= Work to complete =
Your task is to return the line containing "point: chrome alloy" plus every line after it, exactly and with nothing added.

= Raw data =
## begin
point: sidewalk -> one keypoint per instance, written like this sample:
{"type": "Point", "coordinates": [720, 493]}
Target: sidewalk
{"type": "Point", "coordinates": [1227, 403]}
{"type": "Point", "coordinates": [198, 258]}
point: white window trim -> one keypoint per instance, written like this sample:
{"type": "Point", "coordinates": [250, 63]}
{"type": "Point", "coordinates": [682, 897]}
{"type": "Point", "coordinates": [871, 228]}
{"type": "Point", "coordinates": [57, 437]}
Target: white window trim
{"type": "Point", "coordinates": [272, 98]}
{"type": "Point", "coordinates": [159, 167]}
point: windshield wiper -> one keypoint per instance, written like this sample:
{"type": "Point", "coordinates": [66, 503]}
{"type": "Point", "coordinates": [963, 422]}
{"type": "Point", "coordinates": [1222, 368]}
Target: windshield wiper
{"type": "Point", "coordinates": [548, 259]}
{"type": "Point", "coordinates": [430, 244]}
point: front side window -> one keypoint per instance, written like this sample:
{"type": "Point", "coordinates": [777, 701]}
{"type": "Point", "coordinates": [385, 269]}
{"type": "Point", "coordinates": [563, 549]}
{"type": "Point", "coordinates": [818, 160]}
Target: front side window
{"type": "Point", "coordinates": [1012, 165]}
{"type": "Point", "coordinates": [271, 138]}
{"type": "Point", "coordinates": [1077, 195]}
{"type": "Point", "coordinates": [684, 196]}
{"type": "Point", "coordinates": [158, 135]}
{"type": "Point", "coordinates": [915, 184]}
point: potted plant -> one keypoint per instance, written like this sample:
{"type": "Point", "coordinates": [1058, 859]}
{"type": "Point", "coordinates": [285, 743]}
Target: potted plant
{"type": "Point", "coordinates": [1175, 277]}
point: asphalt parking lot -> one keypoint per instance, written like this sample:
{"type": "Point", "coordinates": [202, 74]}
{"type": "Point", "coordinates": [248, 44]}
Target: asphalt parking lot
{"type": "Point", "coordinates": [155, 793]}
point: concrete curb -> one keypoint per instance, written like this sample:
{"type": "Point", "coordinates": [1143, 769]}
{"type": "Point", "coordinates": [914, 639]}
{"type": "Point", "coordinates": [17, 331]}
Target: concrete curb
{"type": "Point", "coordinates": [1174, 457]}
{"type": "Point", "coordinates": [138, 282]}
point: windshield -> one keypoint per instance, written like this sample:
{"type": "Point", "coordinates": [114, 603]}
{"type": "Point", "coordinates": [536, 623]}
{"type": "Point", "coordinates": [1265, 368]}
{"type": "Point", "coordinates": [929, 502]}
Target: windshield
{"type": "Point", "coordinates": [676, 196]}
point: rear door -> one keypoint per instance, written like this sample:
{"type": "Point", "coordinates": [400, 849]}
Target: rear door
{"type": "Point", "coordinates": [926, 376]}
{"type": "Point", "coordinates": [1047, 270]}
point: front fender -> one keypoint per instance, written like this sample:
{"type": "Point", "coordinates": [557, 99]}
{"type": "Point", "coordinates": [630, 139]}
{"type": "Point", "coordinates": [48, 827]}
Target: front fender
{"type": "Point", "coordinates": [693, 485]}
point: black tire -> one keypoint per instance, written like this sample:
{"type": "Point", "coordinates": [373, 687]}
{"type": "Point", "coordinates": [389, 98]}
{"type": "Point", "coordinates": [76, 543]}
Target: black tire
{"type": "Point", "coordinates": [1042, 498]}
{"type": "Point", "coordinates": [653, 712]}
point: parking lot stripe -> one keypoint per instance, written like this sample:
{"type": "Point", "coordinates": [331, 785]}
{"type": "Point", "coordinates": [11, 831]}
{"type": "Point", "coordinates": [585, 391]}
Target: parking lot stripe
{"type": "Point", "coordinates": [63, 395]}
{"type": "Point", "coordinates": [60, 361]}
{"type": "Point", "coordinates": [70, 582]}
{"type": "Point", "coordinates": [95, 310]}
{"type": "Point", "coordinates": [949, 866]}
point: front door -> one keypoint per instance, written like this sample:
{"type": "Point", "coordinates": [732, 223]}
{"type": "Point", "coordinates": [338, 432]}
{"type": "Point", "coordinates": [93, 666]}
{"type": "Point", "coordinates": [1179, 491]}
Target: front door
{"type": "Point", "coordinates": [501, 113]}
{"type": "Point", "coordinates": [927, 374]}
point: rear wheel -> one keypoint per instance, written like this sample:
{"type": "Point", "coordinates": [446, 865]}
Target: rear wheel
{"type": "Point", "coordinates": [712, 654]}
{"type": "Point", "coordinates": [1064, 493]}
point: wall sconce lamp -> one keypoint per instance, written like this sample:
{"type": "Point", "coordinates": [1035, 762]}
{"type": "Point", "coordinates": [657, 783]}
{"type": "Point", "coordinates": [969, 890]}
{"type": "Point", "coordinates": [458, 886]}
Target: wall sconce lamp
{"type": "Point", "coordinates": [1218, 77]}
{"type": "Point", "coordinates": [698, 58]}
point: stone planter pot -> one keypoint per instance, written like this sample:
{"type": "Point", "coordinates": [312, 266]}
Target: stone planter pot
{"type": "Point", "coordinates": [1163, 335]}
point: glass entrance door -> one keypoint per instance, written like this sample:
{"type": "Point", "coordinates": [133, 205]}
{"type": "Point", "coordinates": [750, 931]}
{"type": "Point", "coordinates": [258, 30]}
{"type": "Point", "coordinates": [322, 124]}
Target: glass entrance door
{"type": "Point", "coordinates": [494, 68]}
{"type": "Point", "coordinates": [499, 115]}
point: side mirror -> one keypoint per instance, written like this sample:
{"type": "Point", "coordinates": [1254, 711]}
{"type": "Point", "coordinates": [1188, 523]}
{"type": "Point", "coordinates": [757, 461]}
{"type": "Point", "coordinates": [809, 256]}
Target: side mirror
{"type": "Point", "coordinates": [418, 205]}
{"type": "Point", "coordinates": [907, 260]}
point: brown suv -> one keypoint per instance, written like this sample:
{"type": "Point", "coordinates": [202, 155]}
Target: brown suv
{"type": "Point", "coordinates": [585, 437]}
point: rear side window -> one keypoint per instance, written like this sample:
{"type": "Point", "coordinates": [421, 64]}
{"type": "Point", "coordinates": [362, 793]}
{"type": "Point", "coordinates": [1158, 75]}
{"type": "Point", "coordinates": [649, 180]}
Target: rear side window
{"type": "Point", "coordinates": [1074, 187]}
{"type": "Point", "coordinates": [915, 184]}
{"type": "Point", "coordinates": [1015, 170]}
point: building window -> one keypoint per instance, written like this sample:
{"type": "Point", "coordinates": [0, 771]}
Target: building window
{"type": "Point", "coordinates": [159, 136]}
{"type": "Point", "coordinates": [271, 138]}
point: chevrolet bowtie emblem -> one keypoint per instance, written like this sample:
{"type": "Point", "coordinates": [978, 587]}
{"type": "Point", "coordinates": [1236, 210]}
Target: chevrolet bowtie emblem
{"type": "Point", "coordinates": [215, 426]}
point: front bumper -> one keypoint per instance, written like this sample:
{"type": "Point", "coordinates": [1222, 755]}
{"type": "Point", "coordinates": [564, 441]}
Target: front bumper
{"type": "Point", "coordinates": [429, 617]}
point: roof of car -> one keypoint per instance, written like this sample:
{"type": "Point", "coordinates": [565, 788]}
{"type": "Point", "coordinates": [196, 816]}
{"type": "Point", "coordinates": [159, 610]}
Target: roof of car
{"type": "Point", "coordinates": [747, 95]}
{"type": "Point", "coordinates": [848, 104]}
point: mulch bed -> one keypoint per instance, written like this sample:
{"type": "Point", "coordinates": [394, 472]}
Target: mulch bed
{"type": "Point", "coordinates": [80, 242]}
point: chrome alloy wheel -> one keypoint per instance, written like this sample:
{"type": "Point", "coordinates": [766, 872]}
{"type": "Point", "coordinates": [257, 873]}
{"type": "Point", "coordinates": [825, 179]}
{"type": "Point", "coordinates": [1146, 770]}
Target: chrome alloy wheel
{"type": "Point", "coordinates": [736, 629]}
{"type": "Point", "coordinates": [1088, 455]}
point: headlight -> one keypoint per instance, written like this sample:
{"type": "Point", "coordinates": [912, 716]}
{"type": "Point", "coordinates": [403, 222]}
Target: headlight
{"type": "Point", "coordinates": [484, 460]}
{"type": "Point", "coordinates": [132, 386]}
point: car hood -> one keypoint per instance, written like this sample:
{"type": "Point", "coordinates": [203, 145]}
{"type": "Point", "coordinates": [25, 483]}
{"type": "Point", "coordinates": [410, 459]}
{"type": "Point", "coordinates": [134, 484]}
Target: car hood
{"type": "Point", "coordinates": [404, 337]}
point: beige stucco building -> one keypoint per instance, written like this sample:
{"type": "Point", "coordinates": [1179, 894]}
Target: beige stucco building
## end
= Answer to the task =
point: chrome alloy wheel -> one keypoint per instance, written like this sample:
{"type": "Point", "coordinates": [766, 872]}
{"type": "Point", "coordinates": [257, 873]}
{"type": "Point", "coordinates": [825, 179]}
{"type": "Point", "coordinates": [1146, 770]}
Target: chrome alloy wheel
{"type": "Point", "coordinates": [736, 629]}
{"type": "Point", "coordinates": [1088, 455]}
point: headlight -> one keypoint per instance, written like this sample:
{"type": "Point", "coordinates": [912, 716]}
{"type": "Point", "coordinates": [403, 222]}
Target: headlight
{"type": "Point", "coordinates": [484, 460]}
{"type": "Point", "coordinates": [132, 386]}
point: car hood -> one keypoint per instance, written like this sample:
{"type": "Point", "coordinates": [203, 145]}
{"type": "Point", "coordinates": [25, 483]}
{"type": "Point", "coordinates": [410, 459]}
{"type": "Point", "coordinates": [134, 484]}
Target: car hood
{"type": "Point", "coordinates": [404, 337]}
point: beige stucco building -> one keypoint per instance, written like this sample:
{"type": "Point", "coordinates": [1179, 894]}
Target: beige stucco building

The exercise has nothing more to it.